Required tasks:
**A)** Do statements (i), (ii) and (iii) agree with the piece on British lockdown symptoms? For each, answer yes or no and quote the deciding words of the piece: (i) wincing can last four hours after each trip outside; (ii) the Thursday claps happen at 7pm; (iii) Piri Piri sauce is going on a sausage roll.
**B)** Can you carry on the piece about British lockdown symptoms from its last sentence?

Document excerpt:

HALF the world is on lockdown, but only in these sceptre’d isles does it manifest like this. Which symptoms are you suffering from? 

Incredibly painful social interaction

Even before, a simple supermarket trip was riddled with apologies and excuse-mes. And with Brits now worried eye contact will spread the virus and desperately deferential to cashiers, wincing can continue for four hours after each trip outside.

Stilted neighbourliness

You’ve known your neighbours six years, after the initial sex-year détente, and exchanged no more than greetings. Now you’re leaving useful items on their doorsteps, waving every day, and getting genuine warmth from Thursday 8pm claps. May last years.

Craving exotic, spicy food

Stuck in a nightmare of bland and incompetently-made food, unrelieved by takeaways you’re afraid of and without an M&S Chicken Dhansak you grabbed at the station, life is unspeakably bland. You’re increasingly desperate for food redolent with fresh herbs and spices from the East, and are putting Piri Piri sauce on a mini pork pie.

Data under study:
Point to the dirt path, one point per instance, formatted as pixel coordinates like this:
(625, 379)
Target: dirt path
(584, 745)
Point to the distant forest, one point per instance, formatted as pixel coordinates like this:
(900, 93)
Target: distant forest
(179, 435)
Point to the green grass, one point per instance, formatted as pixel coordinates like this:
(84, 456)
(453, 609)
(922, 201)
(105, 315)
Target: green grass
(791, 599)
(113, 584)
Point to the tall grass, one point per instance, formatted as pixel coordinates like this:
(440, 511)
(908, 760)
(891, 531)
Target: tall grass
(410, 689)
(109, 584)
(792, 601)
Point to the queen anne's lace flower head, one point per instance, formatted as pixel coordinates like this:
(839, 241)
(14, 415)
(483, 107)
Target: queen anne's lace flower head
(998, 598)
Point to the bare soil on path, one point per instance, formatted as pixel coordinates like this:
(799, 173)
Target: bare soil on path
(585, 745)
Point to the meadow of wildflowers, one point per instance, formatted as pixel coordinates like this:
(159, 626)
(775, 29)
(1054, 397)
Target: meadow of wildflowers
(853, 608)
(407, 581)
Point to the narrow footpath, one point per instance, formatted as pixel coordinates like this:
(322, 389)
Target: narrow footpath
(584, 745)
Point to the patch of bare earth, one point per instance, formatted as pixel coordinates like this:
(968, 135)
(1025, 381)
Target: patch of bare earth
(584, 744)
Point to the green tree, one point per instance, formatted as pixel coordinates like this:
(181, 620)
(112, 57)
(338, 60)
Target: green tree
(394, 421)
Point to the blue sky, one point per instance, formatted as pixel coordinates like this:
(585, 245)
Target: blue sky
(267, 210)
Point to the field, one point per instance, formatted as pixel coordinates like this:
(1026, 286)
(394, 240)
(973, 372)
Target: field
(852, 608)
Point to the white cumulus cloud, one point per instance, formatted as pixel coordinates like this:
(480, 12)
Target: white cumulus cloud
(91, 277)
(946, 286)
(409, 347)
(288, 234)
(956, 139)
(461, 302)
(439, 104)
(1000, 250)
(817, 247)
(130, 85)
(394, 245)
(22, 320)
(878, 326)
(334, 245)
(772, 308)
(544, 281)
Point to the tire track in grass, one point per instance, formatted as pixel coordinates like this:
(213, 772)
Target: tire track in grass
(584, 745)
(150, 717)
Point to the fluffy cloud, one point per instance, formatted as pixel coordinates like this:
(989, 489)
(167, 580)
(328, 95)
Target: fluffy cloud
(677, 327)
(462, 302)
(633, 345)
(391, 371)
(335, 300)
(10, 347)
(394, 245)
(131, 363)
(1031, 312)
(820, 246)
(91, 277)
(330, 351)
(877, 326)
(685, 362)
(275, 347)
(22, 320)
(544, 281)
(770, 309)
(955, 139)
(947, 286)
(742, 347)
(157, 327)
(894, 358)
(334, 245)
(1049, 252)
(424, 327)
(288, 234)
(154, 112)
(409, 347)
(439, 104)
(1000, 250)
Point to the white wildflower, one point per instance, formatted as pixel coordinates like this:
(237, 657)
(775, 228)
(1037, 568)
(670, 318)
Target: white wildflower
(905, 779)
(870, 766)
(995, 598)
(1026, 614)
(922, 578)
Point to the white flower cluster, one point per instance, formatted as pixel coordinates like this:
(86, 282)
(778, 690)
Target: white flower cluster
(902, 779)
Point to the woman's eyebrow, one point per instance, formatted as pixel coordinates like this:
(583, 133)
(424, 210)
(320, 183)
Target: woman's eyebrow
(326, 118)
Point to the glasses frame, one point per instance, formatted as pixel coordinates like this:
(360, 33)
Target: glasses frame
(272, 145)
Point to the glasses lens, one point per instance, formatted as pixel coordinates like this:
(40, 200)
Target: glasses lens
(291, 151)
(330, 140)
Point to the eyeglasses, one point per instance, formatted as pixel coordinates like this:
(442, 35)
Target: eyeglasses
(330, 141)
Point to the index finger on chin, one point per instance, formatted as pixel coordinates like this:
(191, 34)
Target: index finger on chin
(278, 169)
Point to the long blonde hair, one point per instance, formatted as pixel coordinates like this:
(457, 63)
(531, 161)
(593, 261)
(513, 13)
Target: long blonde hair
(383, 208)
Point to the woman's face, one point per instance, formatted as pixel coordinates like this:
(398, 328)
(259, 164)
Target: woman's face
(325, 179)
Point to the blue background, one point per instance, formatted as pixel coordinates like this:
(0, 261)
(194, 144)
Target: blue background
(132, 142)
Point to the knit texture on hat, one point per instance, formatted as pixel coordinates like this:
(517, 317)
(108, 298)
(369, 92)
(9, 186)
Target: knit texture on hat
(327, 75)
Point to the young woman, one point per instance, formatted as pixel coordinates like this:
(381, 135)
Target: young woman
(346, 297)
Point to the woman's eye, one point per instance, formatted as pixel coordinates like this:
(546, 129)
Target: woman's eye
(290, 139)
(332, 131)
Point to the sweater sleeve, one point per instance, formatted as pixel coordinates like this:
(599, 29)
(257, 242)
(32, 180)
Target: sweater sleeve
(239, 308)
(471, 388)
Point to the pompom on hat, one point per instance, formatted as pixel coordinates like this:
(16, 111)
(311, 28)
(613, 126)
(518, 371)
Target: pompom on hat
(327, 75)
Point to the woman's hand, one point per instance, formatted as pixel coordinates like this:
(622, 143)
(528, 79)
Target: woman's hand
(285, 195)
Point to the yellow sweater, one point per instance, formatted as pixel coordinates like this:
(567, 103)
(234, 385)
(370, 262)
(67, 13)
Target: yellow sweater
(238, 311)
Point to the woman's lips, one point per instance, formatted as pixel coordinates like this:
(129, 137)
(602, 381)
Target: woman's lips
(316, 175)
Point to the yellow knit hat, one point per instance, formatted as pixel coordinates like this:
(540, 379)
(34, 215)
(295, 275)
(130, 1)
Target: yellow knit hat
* * *
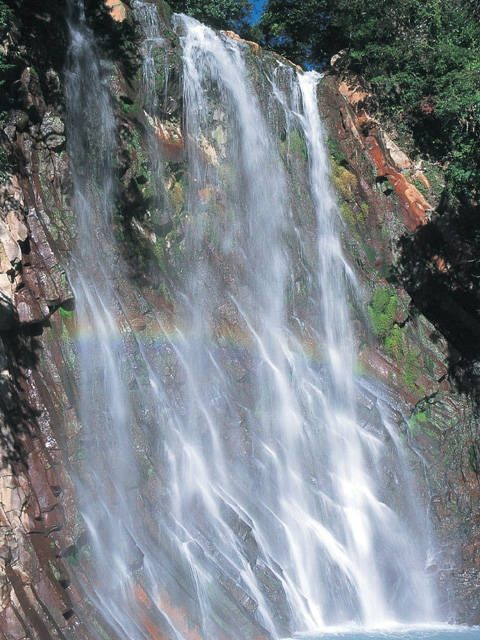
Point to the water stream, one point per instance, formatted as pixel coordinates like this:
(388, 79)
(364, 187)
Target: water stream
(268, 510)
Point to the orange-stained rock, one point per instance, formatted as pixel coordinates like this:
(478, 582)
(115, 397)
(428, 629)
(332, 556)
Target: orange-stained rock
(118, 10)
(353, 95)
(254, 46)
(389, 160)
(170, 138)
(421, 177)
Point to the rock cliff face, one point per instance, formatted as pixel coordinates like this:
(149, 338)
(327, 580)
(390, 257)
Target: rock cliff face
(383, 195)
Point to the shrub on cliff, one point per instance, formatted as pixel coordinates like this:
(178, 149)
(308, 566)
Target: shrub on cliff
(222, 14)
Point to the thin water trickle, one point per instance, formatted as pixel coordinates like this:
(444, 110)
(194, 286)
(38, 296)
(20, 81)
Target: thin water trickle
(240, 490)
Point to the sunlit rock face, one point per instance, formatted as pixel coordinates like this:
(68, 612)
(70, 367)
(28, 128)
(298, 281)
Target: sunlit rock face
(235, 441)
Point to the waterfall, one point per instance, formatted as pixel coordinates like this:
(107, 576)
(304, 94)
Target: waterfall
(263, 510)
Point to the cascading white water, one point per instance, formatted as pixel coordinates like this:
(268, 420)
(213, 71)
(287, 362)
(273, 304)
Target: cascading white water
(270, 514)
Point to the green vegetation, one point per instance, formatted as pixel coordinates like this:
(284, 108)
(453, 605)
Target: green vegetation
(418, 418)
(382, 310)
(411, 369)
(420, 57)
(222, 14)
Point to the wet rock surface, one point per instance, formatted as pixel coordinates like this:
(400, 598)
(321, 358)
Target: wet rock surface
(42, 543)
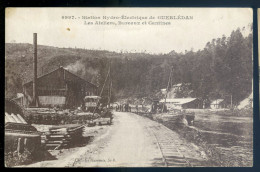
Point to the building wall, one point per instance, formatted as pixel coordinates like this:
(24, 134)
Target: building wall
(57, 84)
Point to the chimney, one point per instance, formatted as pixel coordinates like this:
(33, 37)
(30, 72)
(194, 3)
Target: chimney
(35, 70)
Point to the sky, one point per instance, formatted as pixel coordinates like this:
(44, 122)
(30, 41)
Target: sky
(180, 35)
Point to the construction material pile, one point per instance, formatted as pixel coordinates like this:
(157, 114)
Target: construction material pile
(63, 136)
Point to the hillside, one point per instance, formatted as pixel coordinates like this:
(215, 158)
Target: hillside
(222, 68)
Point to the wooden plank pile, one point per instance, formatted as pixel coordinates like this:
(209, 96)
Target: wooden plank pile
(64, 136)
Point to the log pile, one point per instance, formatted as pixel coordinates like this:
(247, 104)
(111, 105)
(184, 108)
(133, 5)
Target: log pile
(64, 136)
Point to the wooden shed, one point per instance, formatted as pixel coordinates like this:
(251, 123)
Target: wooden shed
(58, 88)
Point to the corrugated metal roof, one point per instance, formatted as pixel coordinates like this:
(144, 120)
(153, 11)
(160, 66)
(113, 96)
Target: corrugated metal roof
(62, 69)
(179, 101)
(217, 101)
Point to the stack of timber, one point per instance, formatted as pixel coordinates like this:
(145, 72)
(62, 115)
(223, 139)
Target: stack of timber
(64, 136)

Expected results:
**A)**
(i) Yes: "wincing can continue for four hours after each trip outside"
(ii) No: "Thursday 8pm claps"
(iii) No: "putting Piri Piri sauce on a mini pork pie"

**B)**
Tea drinking at concerning levels

As the British immune response to crisis is to put the kettle on, experts warn that tea drinking may be up by 450 per cent, along with accompanying non-fancy biscuits because that’s what’s left in the cupboard.

Living life of quiet desperation

The British have been doing quiet desperation since at least the Tudors. The prevailing symptom is to be wretchedly unhappy within the house but, when asked how you are, to say brightly that everything is fine.